(WORK TO BE COMPLETED): An exact transcription of the data below is needed.

[Stored data entries]
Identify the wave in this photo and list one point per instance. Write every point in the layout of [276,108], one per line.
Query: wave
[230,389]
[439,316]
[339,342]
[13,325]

(ANSWER BOX):
Identify the wave in this photo and list one point per instance. Write every point in the layout of [276,108], one per line.
Query: wave
[230,389]
[439,316]
[339,342]
[13,325]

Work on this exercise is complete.